§ **Raw data**:
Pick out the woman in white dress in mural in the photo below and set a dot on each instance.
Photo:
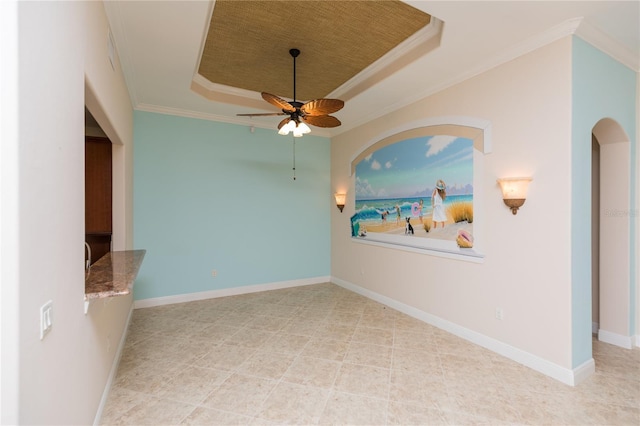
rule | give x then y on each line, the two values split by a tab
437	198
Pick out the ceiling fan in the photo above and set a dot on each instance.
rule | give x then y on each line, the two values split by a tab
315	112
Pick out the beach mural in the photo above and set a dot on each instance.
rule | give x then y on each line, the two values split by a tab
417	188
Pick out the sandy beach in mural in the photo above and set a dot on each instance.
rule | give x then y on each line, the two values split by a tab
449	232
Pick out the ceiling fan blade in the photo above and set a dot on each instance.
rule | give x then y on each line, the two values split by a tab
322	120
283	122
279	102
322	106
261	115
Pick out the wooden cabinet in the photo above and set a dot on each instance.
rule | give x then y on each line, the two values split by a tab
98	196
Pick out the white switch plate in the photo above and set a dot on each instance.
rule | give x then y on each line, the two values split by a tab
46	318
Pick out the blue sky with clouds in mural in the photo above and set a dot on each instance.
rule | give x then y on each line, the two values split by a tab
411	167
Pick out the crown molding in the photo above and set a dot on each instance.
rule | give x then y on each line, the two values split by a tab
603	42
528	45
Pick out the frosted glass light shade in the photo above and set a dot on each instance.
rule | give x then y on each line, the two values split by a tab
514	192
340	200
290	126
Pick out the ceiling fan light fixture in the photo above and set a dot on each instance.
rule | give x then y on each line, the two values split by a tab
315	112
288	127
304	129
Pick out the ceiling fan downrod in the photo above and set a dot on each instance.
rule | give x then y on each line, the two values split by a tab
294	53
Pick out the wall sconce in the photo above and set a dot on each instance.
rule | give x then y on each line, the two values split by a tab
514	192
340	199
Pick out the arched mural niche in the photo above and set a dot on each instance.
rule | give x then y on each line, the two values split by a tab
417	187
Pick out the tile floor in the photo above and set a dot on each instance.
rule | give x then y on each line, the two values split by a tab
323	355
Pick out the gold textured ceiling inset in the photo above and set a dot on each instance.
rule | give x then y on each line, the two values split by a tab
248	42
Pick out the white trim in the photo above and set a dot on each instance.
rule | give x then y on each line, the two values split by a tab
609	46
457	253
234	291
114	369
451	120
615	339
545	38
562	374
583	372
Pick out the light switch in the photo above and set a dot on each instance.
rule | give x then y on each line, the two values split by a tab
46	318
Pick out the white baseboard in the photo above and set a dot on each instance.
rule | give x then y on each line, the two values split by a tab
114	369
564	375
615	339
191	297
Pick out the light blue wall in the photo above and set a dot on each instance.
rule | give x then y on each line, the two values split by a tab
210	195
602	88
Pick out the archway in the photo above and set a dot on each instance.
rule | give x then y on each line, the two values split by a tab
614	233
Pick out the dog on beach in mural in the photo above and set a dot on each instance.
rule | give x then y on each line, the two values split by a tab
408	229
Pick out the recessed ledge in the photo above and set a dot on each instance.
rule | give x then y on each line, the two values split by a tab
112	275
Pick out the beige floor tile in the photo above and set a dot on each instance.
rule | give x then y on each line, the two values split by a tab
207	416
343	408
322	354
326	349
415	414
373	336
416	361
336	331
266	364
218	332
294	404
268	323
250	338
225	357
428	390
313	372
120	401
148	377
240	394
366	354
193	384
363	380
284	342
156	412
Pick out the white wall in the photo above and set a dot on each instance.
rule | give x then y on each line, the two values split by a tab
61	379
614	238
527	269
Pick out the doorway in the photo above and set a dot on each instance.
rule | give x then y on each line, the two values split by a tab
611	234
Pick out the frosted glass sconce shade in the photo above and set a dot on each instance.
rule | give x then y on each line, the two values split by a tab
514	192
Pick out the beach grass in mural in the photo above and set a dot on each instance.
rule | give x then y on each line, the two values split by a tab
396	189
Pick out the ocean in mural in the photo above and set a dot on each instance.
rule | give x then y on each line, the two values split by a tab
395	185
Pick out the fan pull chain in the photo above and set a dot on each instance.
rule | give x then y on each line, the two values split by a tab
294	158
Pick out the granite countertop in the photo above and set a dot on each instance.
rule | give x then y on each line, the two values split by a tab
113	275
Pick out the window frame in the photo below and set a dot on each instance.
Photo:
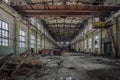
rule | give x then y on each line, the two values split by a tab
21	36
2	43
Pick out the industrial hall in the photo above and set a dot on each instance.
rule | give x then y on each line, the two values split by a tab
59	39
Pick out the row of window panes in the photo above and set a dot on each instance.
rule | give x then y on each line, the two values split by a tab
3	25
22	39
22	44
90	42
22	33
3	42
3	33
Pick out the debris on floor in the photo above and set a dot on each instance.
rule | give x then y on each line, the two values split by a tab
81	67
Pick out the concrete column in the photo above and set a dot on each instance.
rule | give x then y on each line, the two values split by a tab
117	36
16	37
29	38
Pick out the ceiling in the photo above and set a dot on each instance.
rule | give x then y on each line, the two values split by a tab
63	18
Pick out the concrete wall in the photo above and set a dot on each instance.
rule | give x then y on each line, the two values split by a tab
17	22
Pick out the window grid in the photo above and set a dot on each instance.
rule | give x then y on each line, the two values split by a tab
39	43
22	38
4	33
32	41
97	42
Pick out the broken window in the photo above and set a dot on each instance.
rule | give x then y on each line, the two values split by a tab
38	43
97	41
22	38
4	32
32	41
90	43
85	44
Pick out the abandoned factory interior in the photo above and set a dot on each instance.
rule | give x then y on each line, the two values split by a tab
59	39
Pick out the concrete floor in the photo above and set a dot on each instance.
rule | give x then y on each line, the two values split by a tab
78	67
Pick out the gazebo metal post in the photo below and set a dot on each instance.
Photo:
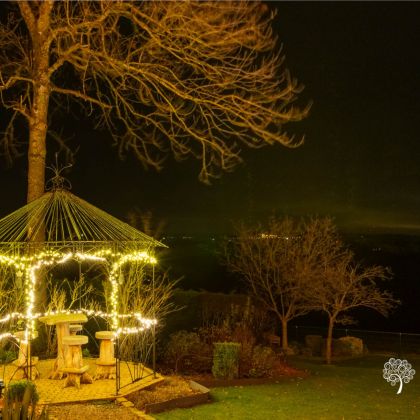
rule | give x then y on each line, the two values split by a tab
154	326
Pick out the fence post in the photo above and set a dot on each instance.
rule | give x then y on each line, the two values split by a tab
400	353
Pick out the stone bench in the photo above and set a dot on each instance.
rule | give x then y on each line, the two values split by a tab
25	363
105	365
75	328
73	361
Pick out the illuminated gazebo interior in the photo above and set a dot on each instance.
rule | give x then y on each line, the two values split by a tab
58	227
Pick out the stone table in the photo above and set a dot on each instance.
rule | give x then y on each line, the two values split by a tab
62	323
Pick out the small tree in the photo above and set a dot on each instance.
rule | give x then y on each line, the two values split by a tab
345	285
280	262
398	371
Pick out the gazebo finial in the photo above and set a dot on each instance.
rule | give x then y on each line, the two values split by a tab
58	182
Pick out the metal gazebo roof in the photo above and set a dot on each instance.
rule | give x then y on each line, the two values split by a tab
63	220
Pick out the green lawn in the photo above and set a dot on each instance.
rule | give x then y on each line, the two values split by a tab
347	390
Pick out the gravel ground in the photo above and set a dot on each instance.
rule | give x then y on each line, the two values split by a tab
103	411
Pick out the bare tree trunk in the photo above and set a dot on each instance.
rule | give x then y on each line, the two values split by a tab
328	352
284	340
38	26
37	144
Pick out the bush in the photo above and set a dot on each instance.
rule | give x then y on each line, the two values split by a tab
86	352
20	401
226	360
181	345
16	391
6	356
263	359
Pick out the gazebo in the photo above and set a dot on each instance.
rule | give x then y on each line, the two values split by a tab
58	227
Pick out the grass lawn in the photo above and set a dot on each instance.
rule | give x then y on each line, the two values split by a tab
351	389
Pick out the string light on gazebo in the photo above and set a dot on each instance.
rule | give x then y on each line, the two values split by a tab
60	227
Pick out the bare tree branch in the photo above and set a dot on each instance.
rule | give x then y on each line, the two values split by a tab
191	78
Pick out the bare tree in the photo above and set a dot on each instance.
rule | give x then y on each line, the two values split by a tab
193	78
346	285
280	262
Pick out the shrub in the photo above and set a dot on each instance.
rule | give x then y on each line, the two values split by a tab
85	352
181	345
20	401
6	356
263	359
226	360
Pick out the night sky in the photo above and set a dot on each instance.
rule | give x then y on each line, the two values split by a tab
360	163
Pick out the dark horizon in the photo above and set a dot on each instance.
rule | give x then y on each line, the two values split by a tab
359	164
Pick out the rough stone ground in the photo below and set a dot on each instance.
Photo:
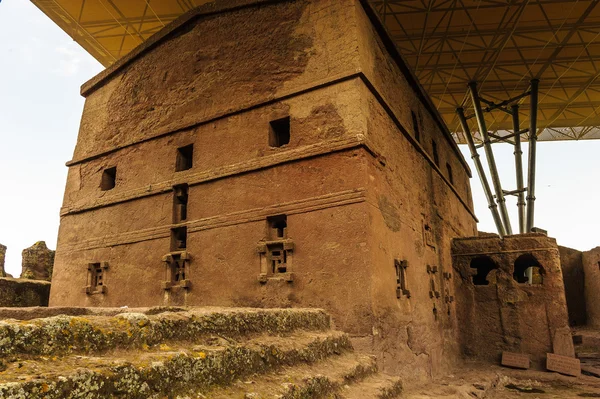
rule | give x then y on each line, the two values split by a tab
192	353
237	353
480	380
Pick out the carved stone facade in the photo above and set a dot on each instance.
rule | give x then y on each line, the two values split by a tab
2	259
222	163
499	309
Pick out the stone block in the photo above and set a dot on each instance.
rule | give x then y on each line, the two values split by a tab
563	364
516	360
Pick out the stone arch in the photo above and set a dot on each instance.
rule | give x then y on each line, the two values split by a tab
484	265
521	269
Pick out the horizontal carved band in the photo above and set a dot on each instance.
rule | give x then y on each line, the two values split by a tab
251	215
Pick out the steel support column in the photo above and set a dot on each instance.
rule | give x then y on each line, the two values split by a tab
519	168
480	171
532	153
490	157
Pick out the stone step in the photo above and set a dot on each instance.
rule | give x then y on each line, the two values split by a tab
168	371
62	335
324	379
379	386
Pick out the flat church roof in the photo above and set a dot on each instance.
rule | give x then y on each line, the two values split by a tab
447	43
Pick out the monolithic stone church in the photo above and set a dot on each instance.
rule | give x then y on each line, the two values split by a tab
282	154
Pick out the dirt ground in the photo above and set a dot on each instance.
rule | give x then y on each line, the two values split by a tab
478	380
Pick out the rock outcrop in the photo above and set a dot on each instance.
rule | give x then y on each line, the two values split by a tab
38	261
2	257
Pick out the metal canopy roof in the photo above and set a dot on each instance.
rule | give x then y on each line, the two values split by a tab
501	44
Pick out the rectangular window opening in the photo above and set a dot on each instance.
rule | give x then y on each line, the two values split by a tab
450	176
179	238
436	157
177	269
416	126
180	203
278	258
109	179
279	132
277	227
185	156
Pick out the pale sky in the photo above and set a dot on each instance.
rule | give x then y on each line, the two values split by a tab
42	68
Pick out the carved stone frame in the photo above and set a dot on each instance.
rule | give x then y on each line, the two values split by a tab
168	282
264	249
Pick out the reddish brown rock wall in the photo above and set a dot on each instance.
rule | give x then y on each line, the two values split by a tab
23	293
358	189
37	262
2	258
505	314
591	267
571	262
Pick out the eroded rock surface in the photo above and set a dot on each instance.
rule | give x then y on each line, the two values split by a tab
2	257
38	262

§ **Exercise**: Only the lines from the one with "Pick out the dirt" through the end of the material are wanted; copy them exactly, both ends included.

§ **Output below**:
Pick out the dirt ground in the photo above and set a dot on each instance.
rule | give x then y on each line, the two values split by a tab
478	380
Pick out the rock outcrop in the photo above and set a dot on each instance.
rule | give x then y on each line, the two values split by a tab
38	261
2	257
Pick out the metal canopy roof in the photo above and set a dot on each instance.
rule | give x then y on each line, the two values split by a tab
501	44
Pick out the rectangular window opening in the photo above and set a dot on each instance.
rule | give x then y on each line, the two values split by a tab
450	176
179	238
436	157
177	269
416	126
180	203
278	258
109	179
279	132
277	227
185	156
Pick out the pale sky in the photo above and set a dot on each instance.
rule | give x then y on each line, the two values split by a tab
42	68
Pick out the carved stone frame in the photo above and set a dot on each instance.
rule | give x then y on each line, the two values split by a tab
168	282
264	249
Pick out the reddish brown rock wall in the photo above and set a dot on each instance.
rule | give x then y on each line, the two values split by a tab
23	293
358	189
37	262
2	258
505	314
591	267
571	262
Pick out the eroded rock surface in the photo above and set a dot on each instance.
rule | give x then y on each line, the two values split by a tab
2	257
38	262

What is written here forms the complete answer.